━━━━━ Extracted text ━━━━━

# Rest in Peace, She-Ra



## LinkLover (Apr 3, 2012)

Today I brought home a very sick little female betta. I had gone out wanting to start rescuing bettas again after taking a break due to complications. This was also my first ever female betta, so I was excited, yet sad at the same time. That is because I knew she would die. Her condition was severe, and even though I hoped a miracle could help her, she died just a few minutes ago. I took her because all living things deserve to be comfortable and loved when they die. And I knew she, at the bottom of the betta shelf placed at the height of my knees, needed that love and comfort. Thankfully (and just barely) she did NOT die in a little cup. She died in a heated tank, in a home with someone who cared. And that was the best thing I could give this tiny girl. Rest in peace, and enjoy swimming around with your friends up there. XOXO.

━━━━━

- Directives:
- a) Update the stretch of the post about the sick betta from "## LinkLover (Apr" through "up there. XOXO.", putting "warm aquarium" in place of "heated tank".
- b) Write what comes next in the forum post about the rescued female betta, picking up after its last sentence.
The data after this point is separate from the betta post above.

━━━━━ Material provided ━━━━━

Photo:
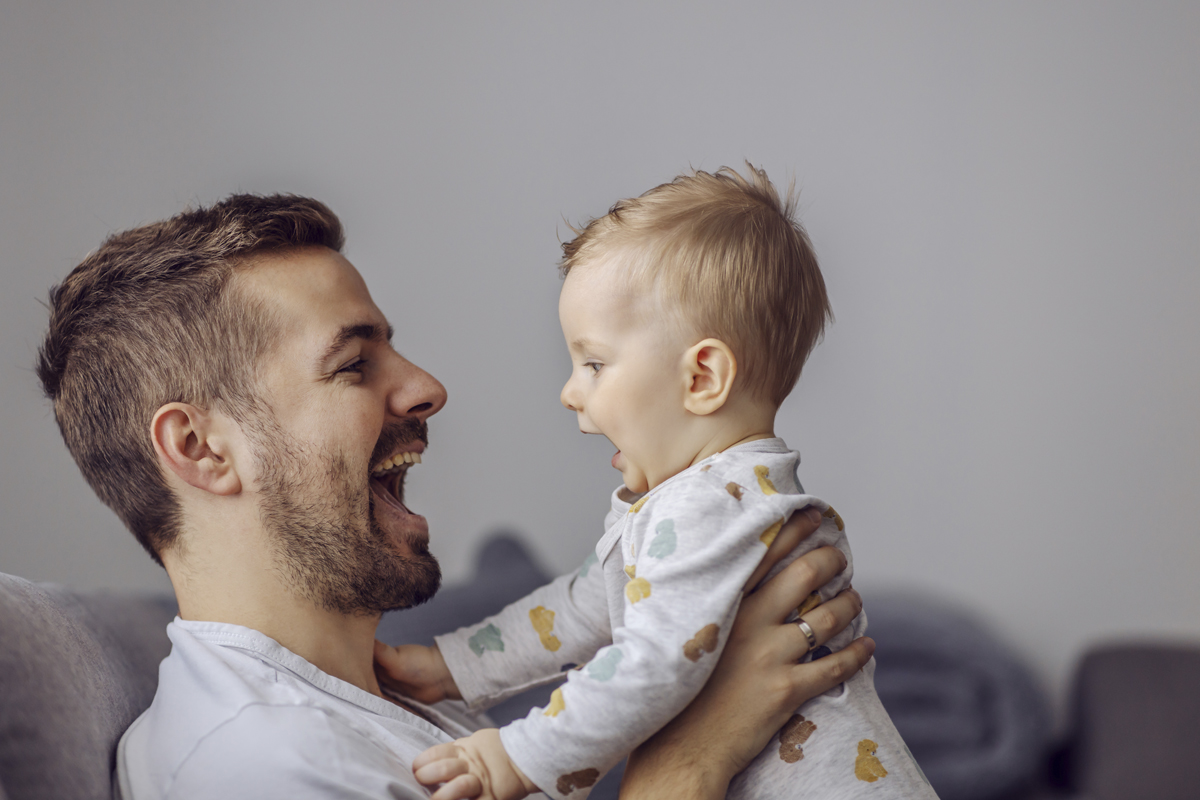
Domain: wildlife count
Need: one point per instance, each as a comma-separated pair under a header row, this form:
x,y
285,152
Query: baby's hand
x,y
417,672
475,767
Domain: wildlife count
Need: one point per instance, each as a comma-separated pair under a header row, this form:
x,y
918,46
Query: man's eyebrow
x,y
583,343
347,334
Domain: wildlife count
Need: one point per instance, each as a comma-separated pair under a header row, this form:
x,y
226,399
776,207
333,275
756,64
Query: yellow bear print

━━━━━

- Exercise answers:
- a)
## LinkLover (Apr 3, 2012)

Today I brought home a very sick little female betta. I had gone out wanting to start rescuing bettas again after taking a break due to complications. This was also my first ever female betta, so I was excited, yet sad at the same time. That is because I knew she would die. Her condition was severe, and even though I hoped a miracle could help her, she died just a few minutes ago. I took her because all living things deserve to be comfortable and loved when they die. And I knew she, at the bottom of the betta shelf placed at the height of my knees, needed that love and comfort. Thankfully (and just barely) she did NOT die in a little cup. She died in a warm aquarium, in a home with someone who cared. And that was the best thing I could give this tiny girl. Rest in peace, and enjoy swimming around with your friends up there. XOXO.

- b)
----------



## aqua001 (Jan 13, 2012)

I'm so sorry!!! At least, like you said, she died comfortably and you cared. Rest in peace She-Ra!


----------



## LinkLover (Apr 3, 2012)

Thank you, I really appreciate that.


----------



## lilyrazen (Oct 25, 2009)

That's so kind of you, to help her out like that. I bet of she could have, she would've smiled. It's good she got to leave happy.


----------



## LinkLover (Apr 3, 2012)

Thank you, that's very sweet! I do wish they could smile, so you could see that they are happy, or at least relieved.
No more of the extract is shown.